Problem to work on :: In the text on At The Soundawn, who was in charge at Lifeforce USA when the band sent a CD after recording their first album?

Text passage ::
§ §

Saturday, 30 July 2011

On a label crammed full of metalcore, death metal and post-hardcore rowdies, it’s a bizarre site to read through a press release drawing on language such as ‘ambience’, ‘atmosphere’, and ‘fragile grace’. Despite the statements subtlety, it leapt out with much greater force, than something leathered in the usual ‘demolition’ ‘chaos’ and ‘rage’ – but more important than simply standing out, it was honest. At The Soundawn’s second release, Shifting, lived by its written definitions; it was l’atmosphère, a red herring, and ultimately a breath of fresh air.

Lifeforce looked to be taking a gamble with ATS. After all, the label had brought through the likes of Heaven Shall Burn, Caliban, and Trivium - not the kind of acts associated with grace and delicacy. Yet, it was the simple process of dovetailing several contacts, and then mailing out a record or two which got them onto Lifeforce Records radar. Guitarist Andrea, begins.

“The story is pretty simple. Right after we recorded our first album, we sent a CD to Drew Juergens, who was in charge at Lifeforce USA at that time. He digged it and sent it to Stefan Luedicke, who was and still is running Lifeforce EU. Stefan loved our tunes, and they offered us a deal”

All looked well. At The Soundawn release Shifting to widespread critical acclaim and then embark on a live show roundabout climaxing in a European tour. Only, the bands blog suggested otherwise. It implied that the reality of being an underground act specifically based in Italy was something of an uphill battle.

“Playing underground heavy music in Italy means a struggle. A struggle against your everyday life, a struggle against your job, against promoters and venues; sometimes against other bands and even we could turn on each other.”

§ §

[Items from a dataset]
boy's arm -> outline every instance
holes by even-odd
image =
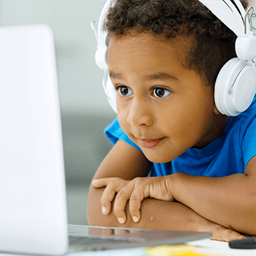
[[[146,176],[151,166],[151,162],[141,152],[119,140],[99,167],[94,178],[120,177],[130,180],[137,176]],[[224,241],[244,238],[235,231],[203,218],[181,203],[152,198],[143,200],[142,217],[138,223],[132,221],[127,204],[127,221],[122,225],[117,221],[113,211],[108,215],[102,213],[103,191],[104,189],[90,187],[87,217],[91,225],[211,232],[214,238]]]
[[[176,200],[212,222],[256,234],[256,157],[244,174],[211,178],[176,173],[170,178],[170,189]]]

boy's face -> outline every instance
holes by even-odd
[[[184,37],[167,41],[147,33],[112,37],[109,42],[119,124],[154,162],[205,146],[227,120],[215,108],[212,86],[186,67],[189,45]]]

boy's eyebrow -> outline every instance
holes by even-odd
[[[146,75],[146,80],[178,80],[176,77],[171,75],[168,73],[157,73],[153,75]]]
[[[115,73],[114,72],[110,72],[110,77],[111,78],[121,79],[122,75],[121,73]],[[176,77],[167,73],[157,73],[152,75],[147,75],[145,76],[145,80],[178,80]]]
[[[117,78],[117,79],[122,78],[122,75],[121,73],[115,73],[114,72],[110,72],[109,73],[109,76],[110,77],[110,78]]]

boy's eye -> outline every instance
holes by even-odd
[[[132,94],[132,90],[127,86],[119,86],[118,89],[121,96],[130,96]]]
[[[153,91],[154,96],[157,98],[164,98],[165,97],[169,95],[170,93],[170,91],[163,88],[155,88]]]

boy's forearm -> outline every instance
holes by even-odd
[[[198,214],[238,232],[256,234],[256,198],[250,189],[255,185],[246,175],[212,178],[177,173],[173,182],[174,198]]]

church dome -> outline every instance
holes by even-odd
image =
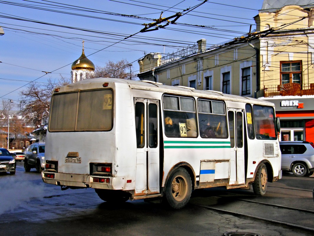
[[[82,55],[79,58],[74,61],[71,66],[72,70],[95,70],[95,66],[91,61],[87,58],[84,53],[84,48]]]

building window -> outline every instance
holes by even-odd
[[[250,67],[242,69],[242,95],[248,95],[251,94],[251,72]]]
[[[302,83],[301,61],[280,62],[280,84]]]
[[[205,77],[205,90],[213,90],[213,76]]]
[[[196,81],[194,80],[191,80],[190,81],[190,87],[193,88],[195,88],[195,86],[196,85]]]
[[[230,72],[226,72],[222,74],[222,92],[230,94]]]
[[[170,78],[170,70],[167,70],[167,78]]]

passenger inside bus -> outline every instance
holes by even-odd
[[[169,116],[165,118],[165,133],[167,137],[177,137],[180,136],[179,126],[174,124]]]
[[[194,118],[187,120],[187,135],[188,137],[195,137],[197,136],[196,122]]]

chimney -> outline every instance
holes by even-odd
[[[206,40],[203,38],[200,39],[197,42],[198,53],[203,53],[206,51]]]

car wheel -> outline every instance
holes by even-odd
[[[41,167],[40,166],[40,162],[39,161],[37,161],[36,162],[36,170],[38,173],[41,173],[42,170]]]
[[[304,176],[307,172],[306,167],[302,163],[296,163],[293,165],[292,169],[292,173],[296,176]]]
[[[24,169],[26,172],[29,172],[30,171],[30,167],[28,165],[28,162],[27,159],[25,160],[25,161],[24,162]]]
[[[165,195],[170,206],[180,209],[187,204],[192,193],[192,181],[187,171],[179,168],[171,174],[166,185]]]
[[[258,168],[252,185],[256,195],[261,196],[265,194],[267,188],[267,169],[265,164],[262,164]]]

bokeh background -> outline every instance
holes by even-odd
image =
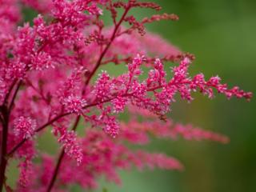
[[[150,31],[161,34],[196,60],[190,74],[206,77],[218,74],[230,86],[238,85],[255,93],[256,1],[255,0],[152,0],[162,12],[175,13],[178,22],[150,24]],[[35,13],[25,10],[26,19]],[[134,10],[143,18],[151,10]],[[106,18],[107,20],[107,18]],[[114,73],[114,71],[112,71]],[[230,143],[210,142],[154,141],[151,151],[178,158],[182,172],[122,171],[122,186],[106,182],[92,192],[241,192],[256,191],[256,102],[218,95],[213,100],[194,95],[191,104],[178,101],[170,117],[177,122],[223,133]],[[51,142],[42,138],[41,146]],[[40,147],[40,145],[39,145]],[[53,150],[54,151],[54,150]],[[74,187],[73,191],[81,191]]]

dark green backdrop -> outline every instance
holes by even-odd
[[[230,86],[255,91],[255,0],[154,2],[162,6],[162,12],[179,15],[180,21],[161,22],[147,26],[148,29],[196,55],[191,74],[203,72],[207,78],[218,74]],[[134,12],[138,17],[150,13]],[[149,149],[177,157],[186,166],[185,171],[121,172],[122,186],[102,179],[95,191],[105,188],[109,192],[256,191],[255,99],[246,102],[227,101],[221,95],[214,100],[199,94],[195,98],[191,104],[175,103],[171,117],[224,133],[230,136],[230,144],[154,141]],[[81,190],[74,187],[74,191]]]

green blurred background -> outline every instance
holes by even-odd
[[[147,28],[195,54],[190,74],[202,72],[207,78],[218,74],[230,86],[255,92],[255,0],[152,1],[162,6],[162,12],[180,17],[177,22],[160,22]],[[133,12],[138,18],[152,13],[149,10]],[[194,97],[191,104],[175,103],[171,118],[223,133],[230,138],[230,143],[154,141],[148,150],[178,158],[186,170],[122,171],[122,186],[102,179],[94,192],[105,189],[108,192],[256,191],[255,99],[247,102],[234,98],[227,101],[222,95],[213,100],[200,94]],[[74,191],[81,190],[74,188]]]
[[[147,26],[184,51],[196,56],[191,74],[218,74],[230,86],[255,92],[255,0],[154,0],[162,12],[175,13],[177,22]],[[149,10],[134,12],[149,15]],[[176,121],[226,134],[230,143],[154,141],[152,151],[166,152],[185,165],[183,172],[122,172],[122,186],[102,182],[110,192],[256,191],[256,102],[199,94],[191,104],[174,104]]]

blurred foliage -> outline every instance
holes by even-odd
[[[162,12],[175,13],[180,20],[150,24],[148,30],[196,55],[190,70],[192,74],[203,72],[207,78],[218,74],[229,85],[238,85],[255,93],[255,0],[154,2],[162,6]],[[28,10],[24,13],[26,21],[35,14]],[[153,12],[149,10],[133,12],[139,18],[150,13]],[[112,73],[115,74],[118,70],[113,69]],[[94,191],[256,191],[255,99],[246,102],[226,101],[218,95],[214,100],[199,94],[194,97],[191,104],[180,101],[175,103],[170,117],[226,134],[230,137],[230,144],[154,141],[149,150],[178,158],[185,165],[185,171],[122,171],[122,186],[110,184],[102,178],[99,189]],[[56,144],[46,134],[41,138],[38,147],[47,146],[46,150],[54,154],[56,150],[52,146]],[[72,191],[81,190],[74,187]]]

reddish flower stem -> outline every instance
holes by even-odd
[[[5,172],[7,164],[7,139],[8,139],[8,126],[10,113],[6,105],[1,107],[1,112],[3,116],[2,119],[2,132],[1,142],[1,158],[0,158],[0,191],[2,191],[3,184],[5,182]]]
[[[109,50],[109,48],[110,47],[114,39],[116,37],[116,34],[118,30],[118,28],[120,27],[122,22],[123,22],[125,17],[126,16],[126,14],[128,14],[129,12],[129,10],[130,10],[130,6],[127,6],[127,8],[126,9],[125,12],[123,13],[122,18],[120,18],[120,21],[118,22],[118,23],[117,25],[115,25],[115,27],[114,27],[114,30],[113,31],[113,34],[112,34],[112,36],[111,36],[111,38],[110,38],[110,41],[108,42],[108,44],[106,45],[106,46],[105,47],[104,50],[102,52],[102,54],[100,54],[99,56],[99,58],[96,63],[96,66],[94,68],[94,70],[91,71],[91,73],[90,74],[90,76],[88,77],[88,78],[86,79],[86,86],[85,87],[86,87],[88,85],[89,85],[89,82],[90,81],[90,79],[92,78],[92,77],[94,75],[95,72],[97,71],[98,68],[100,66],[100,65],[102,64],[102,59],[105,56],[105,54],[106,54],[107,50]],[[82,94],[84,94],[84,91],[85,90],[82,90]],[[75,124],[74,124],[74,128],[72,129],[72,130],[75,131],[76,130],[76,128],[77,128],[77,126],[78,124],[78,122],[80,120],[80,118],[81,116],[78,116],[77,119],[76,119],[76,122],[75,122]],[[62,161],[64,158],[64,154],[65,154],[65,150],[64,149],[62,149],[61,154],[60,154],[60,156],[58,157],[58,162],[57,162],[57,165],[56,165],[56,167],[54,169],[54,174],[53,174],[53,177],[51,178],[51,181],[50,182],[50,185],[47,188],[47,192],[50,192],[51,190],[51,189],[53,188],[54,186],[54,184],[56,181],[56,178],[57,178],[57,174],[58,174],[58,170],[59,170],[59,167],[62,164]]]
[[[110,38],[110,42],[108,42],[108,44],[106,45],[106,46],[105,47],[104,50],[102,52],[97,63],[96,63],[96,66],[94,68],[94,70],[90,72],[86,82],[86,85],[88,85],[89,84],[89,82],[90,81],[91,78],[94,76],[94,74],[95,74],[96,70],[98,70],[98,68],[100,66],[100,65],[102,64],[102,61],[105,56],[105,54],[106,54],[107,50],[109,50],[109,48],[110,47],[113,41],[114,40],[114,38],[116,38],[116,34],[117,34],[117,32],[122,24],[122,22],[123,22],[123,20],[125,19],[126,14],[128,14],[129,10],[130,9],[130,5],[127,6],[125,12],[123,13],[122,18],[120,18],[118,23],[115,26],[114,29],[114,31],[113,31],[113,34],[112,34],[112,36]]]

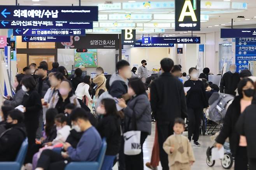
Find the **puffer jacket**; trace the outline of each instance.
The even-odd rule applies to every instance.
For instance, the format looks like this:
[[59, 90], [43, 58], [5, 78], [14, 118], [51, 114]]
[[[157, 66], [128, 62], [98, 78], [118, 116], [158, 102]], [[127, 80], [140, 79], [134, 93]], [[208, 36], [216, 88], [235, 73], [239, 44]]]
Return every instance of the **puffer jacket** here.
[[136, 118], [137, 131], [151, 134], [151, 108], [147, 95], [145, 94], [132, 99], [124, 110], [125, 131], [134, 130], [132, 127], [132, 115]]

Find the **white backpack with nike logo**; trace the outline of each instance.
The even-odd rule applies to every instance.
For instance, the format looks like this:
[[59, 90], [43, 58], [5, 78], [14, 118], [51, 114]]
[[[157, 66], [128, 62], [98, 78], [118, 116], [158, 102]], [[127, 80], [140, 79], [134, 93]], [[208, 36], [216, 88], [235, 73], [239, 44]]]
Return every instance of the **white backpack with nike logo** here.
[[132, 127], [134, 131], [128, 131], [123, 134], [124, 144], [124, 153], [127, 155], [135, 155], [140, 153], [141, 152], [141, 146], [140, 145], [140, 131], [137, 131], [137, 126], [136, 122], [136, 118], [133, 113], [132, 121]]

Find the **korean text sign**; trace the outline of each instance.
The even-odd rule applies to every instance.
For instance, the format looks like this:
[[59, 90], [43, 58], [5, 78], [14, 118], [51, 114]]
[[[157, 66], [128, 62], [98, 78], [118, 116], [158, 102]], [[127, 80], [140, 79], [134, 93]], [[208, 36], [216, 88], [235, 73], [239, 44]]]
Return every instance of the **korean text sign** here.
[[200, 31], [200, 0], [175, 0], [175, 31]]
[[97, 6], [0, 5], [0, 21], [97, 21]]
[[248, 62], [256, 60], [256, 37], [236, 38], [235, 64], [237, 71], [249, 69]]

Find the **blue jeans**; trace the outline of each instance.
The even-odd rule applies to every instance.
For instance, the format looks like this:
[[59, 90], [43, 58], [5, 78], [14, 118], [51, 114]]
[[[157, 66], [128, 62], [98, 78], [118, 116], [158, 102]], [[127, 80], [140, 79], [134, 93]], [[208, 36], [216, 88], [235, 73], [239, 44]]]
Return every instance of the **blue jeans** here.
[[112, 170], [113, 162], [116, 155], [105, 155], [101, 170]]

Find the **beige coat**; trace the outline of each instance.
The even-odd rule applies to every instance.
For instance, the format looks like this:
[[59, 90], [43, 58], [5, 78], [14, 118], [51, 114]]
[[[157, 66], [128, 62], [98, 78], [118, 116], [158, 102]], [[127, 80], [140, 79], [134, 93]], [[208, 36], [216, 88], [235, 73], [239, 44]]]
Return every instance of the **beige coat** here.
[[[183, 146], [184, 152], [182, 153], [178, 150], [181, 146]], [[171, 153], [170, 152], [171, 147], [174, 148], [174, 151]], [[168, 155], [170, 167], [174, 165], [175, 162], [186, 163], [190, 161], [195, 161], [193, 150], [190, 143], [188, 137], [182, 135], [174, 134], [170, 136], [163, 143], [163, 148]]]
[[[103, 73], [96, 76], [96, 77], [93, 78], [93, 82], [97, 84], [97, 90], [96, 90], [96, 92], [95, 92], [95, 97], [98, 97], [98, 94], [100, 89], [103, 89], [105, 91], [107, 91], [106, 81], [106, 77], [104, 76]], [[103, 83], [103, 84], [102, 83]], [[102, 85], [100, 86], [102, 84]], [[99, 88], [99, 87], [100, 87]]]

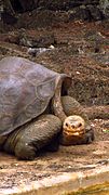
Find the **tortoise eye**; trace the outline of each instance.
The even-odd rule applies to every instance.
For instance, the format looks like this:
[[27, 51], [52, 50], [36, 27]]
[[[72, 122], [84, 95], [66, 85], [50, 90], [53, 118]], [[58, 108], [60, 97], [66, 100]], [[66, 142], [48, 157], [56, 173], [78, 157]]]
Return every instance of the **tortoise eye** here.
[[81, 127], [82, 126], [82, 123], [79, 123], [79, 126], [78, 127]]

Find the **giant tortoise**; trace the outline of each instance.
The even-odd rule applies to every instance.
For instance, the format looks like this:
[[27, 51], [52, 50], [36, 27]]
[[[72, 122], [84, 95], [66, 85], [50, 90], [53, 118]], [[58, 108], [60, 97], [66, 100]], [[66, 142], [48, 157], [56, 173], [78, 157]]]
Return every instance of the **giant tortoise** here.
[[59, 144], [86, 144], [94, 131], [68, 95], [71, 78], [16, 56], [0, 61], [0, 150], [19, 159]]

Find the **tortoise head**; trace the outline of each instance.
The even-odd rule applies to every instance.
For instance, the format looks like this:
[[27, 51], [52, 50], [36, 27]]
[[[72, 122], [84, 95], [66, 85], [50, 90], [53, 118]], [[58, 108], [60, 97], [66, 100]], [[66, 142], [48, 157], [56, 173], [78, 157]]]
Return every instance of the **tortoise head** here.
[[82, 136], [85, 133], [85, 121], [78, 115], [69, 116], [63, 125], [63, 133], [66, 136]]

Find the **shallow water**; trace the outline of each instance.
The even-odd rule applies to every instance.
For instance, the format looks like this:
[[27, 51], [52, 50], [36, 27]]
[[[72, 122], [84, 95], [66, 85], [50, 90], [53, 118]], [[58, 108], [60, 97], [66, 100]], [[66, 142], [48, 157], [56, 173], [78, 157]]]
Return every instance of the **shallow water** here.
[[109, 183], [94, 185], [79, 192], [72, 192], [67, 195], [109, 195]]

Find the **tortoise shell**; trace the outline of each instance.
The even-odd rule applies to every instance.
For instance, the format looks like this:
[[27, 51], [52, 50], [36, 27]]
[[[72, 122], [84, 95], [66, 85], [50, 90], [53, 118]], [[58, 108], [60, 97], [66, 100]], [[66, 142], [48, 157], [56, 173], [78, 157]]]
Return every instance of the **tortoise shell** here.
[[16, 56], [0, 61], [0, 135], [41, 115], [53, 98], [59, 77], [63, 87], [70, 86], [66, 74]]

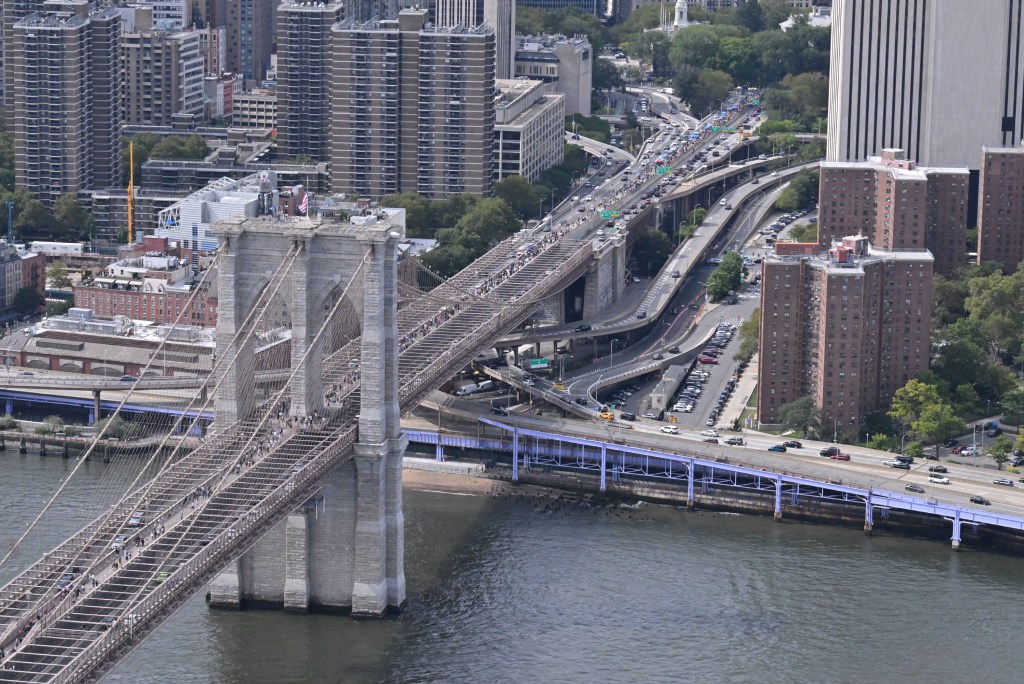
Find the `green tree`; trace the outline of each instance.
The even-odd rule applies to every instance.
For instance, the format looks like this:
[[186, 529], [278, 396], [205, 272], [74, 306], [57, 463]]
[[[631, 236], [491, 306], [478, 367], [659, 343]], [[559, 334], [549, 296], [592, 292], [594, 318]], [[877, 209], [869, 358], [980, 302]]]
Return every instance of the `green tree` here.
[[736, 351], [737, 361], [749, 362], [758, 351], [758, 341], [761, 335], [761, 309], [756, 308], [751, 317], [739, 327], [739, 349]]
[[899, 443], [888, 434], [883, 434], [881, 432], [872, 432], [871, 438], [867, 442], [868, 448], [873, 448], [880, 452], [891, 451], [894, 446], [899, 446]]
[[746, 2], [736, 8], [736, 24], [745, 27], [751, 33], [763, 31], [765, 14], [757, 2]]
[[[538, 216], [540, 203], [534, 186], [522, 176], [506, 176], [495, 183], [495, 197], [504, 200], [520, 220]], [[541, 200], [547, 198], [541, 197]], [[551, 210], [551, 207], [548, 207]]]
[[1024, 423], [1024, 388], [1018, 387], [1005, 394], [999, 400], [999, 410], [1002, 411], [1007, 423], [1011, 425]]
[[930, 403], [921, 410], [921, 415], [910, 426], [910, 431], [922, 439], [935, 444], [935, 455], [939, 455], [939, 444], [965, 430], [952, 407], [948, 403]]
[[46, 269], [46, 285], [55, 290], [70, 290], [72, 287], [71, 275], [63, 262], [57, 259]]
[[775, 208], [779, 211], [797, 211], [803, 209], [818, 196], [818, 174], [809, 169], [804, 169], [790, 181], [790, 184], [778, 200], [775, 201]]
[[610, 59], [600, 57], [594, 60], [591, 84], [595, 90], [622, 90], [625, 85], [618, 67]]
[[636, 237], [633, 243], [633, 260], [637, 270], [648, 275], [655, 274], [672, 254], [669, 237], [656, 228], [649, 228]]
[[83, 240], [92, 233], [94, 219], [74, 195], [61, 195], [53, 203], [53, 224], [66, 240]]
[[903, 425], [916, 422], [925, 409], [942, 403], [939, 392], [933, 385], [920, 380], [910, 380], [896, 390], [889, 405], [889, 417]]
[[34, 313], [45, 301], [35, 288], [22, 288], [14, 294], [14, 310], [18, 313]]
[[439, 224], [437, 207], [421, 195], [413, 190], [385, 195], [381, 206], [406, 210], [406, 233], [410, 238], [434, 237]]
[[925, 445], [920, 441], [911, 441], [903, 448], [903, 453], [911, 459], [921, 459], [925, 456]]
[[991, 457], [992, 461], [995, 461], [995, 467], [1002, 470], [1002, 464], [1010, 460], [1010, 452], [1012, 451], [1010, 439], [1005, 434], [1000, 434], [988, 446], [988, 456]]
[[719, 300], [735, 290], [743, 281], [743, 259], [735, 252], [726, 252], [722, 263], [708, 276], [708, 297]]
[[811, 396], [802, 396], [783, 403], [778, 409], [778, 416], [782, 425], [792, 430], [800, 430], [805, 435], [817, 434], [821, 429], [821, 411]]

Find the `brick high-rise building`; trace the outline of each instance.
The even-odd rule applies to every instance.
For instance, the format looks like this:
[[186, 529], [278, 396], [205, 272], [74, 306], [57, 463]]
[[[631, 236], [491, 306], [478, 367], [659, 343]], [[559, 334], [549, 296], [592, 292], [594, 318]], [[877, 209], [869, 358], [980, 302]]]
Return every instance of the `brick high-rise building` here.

§ §

Finished exercise :: Drew Juergens